▶ _DOCUMENT PASSAGE_
## start

# Higher Order Topology and Nodal Topological Superconductivity in   Fe(Se,Te) Heterostructures

**Authors:** Rui-Xing Zhang, William S. Cole, Xianxin Wu, and S. Das Sarma

arXiv: 1905.10647 · 2019-10-23

## TL;DR

This paper theoretically demonstrates that Fe(Se,Te) heterostructures can host higher order topological superconductivity with Majorana zero modes at corners, revealing a novel topological nodal superconductor phase with potential for high-temperature applications.

## Contribution

It introduces a minimal model showing higher order topology and Majorana modes in Fe(Se,Te) heterostructures, including the emergence of a topological nodal superconductor phase.

## Key findings

- Majorana zero modes are pinned to sample corners.
- A topological nodal superconductor phase with edge Majorana flat bands.
- Robustness of Majorana modes against magnetic disorder.

## end

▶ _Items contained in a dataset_
## start

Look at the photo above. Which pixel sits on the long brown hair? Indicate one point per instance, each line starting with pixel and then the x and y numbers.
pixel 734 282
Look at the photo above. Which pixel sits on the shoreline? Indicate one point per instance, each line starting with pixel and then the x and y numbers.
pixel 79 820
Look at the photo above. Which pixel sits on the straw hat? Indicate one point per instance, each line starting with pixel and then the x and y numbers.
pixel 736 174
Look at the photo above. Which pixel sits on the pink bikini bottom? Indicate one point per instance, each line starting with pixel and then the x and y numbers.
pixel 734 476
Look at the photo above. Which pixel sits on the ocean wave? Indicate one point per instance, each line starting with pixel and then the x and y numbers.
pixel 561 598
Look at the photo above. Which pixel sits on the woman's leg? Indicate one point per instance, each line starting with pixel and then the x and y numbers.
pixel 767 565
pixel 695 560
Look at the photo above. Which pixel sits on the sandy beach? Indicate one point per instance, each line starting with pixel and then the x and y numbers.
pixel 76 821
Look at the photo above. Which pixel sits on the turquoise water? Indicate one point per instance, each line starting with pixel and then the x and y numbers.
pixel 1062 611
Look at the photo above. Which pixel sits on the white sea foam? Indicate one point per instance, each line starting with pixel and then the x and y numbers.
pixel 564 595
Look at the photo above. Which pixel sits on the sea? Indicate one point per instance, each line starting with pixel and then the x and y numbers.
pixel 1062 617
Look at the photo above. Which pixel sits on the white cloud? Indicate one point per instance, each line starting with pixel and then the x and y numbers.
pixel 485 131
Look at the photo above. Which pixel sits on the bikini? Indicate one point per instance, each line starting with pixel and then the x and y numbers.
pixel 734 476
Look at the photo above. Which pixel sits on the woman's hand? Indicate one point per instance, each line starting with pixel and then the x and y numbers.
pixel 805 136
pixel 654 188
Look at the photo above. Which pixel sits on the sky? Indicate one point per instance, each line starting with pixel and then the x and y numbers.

## end

▶ _WRITTEN TASKS_
1 – In one to three sentences, explain what the minimal model introduced in the paper summary is stated to show.
2 – Update the stretch of the paper summary from "This paper theoretically" through "against magnetic disorder.", replacing "Majorana zero modes" with "MZMs".
3 – Condense the paragraph of the paper summary that begins "This paper theoretically demonstrates" into a short bulleted list that keeps its main facts.
These items are separate material and are unrelated to the paper summary.

▶ _ANSWERS GIVEN_
1 – The minimal model shows higher order topology and Majorana modes in Fe(Se,Te) heterostructures. It also shows the emergence of a topological nodal superconductor phase.

2 –
This paper theoretically demonstrates that Fe(Se,Te) heterostructures can host higher order topological superconductivity with MZMs at corners, revealing a novel topological nodal superconductor phase with potential for high-temperature applications.

## Contribution

It introduces a minimal model showing higher order topology and Majorana modes in Fe(Se,Te) heterostructures, including the emergence of a topological nodal superconductor phase.

## Key findings

- MZMs are pinned to sample corners.
- A topological nodal superconductor phase with edge Majorana flat bands.
- Robustness of Majorana modes against magnetic disorder.

3 –
- Theoretical demonstration that Fe(Se,Te) heterostructures can host higher order topological superconductivity
- Majorana zero modes located at corners
- A novel topological nodal superconductor phase
- Potential for high-temperature applications